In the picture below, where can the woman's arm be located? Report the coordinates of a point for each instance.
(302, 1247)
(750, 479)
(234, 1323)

::::::::::

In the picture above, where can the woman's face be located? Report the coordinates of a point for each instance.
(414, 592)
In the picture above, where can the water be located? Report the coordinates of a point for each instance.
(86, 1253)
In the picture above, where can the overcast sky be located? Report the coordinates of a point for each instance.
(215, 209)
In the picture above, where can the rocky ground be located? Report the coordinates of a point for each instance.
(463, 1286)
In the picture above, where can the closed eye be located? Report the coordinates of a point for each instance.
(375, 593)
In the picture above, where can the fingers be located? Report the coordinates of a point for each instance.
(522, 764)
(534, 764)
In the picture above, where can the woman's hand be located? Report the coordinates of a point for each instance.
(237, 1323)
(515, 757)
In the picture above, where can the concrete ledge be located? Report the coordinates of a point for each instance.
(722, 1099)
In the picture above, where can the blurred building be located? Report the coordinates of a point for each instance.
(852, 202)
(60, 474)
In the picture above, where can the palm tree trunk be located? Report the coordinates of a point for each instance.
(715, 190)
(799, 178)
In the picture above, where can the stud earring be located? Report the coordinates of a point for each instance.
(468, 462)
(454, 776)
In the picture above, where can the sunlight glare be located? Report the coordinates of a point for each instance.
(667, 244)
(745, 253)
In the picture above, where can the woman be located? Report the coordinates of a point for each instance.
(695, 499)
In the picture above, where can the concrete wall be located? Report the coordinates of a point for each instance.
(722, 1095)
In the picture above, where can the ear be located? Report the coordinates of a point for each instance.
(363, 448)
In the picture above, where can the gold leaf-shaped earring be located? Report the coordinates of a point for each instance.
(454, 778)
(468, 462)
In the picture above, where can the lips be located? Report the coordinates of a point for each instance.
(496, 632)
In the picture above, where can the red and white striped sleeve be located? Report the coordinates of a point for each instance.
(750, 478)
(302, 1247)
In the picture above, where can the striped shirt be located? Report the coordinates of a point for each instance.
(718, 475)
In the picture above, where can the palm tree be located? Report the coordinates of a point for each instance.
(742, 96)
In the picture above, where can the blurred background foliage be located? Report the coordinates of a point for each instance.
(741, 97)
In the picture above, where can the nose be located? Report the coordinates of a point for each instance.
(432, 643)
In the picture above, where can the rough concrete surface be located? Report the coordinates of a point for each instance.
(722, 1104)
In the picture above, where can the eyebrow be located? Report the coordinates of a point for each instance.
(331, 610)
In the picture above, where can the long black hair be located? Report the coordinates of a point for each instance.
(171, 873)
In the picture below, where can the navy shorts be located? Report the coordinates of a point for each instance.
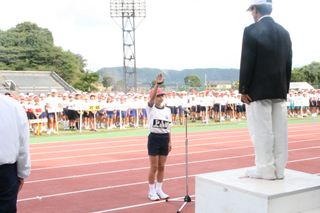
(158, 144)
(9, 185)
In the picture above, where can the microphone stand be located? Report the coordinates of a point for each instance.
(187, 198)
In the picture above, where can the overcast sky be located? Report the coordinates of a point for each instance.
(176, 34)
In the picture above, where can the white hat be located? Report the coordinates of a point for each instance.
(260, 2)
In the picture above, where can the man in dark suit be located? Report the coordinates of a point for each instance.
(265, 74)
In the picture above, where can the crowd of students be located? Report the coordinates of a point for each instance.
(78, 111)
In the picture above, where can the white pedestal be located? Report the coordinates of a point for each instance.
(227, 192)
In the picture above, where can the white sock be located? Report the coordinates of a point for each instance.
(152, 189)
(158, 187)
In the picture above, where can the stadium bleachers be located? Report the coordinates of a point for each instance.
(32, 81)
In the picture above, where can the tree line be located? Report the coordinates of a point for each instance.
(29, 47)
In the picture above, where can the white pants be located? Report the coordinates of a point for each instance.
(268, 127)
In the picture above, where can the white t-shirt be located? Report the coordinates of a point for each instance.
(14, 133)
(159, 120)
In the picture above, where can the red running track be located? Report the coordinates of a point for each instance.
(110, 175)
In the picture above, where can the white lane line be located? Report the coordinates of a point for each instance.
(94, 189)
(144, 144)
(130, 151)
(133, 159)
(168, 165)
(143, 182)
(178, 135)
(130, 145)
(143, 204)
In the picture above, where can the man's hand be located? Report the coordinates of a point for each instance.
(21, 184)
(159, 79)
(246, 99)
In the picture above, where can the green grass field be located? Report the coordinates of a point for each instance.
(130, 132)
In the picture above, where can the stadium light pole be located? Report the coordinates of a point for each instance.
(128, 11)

::::::::::

→ **The problem**
Rewrite the data from the line containing "In the picture above, where can the woman's face" through the line containing "(722, 1099)", both included, changing "instance" to "occurrence" and leaving everything else unchanged.

→ **Finished task**
In the picture above, where can the woman's face be located? Report the coordinates of a point for each occurrence.
(414, 592)
In the picture above, where can the water be located? Report the coordinates of a point for each occurrence.
(86, 1253)
In the picture above, where can the overcast sky be located? Report the coordinates of a point for each occurrence.
(215, 209)
In the picture above, where can the rocky ground be located? Report the coordinates of a point for each occurrence.
(463, 1286)
In the picture above, where can the closed eye be located? Report the coordinates of a point for each occurrence.
(375, 593)
In the picture above, where can the fingers be located? Report the coordinates of a point for each occurrence.
(522, 764)
(534, 764)
In the picture above, where can the woman's hand be located? Report the coordinates of a point for each occurrence.
(237, 1323)
(515, 757)
In the picture above, where can the concrete ledge be located? Report the coordinates of a point for each occurrence.
(722, 1099)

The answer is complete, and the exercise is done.